- Task description
From the listing that follows, extract every line and set it down unaltered.

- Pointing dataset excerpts
━━━━
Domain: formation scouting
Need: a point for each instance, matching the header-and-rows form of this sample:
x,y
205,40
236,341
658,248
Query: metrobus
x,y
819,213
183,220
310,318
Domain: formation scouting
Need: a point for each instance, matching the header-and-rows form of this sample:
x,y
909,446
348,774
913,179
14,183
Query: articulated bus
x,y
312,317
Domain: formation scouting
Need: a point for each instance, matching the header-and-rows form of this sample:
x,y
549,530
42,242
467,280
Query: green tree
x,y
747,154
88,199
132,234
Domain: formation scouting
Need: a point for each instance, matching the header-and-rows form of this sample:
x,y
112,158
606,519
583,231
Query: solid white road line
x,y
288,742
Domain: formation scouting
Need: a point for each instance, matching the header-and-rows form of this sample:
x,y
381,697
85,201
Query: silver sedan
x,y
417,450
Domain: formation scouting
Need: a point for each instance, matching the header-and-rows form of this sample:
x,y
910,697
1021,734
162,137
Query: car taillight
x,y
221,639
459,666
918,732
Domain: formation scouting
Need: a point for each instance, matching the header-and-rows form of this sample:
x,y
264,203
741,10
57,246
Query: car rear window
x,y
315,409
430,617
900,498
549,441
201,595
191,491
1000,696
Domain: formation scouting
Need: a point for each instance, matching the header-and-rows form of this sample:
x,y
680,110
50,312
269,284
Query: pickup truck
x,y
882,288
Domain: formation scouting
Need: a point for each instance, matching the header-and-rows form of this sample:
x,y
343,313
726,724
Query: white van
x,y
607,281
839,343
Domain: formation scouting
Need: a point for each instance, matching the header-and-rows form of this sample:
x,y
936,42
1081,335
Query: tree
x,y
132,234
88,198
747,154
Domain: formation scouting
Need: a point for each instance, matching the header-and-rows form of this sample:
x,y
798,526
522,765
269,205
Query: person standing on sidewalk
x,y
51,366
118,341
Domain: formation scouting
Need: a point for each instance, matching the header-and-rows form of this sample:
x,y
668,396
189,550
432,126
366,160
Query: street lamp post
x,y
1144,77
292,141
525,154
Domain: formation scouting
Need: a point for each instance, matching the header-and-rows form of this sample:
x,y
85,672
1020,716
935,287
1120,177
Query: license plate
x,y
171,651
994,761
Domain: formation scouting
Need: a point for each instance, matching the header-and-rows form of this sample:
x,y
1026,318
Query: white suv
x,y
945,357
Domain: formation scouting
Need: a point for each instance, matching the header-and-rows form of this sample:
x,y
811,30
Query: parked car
━━━━
- Answer to this problem
Domain: formation scouting
Need: a point for each instance, matching the header-and-rows form of this sample:
x,y
205,40
236,341
658,248
Query: metrobus
x,y
819,213
183,220
310,318
Domain: formation scouting
Need: a point for each instance, matching the header-and-rows form of this sample:
x,y
909,446
348,774
913,179
14,183
Query: articulated bus
x,y
312,317
Domain: formation scouting
Need: a point for each instance, matching the header-and-rows form of this sample:
x,y
549,530
42,242
467,280
Query: green tree
x,y
747,154
88,199
132,234
Domain: formation scouting
Need: a point for each instance, matching the header-and-rows form of this sample:
x,y
112,158
606,519
583,231
Query: solid white road line
x,y
288,742
Domain: formation scouting
Need: a point for each instance, matching the header-and-rows form of this sample:
x,y
381,697
85,201
Query: silver sedan
x,y
417,450
Domain: formation scouting
Need: a point for each instance, matching the header-and-rows form of this sample:
x,y
910,697
1021,734
162,137
Query: car taillight
x,y
221,639
459,666
918,732
Domain: formation scouting
Need: a point for each instance, matching the header-and-rows form of this sample:
x,y
264,203
741,10
57,246
Query: car rear window
x,y
315,409
430,617
900,498
549,441
201,595
191,491
1000,696
Domain: formation scouting
Need: a point for each instance, matching the header-and-rows form of this sample:
x,y
680,110
50,312
269,284
Query: pickup truck
x,y
882,288
Domain: formation scouting
Need: a point for each instance, matching the header-and-rows form of this sample:
x,y
343,313
726,724
Query: white van
x,y
607,281
839,343
Domain: formation scouting
Need: a point for each instance, matching the header-and-rows form of this sample:
x,y
936,42
1081,335
Query: tree
x,y
132,234
88,198
747,154
Domain: formation scouting
Need: a point for each instance, matching the header-and-rows form of this sample:
x,y
798,526
522,765
269,205
Query: person standing on sidewalk
x,y
51,366
118,341
Domain: formation scouting
Need: a point for each instance, matching the header-and-rows form of this sample:
x,y
668,396
189,550
432,126
366,160
Query: street lamp post
x,y
1144,77
292,141
525,154
Domain: formation scouting
Need: a point for each instance, matching the header-and-rows form of this sample:
x,y
85,672
1020,716
935,287
1120,177
Query: license plate
x,y
171,651
994,761
Domain: formation scouting
Need: a point for each instance, matching the header-and-rows form of this sample:
x,y
1026,318
Query: white suv
x,y
945,357
Domain: formation scouting
Need: a point for each instance, matching the header-and-rows form of this sample:
x,y
811,30
Query: parked car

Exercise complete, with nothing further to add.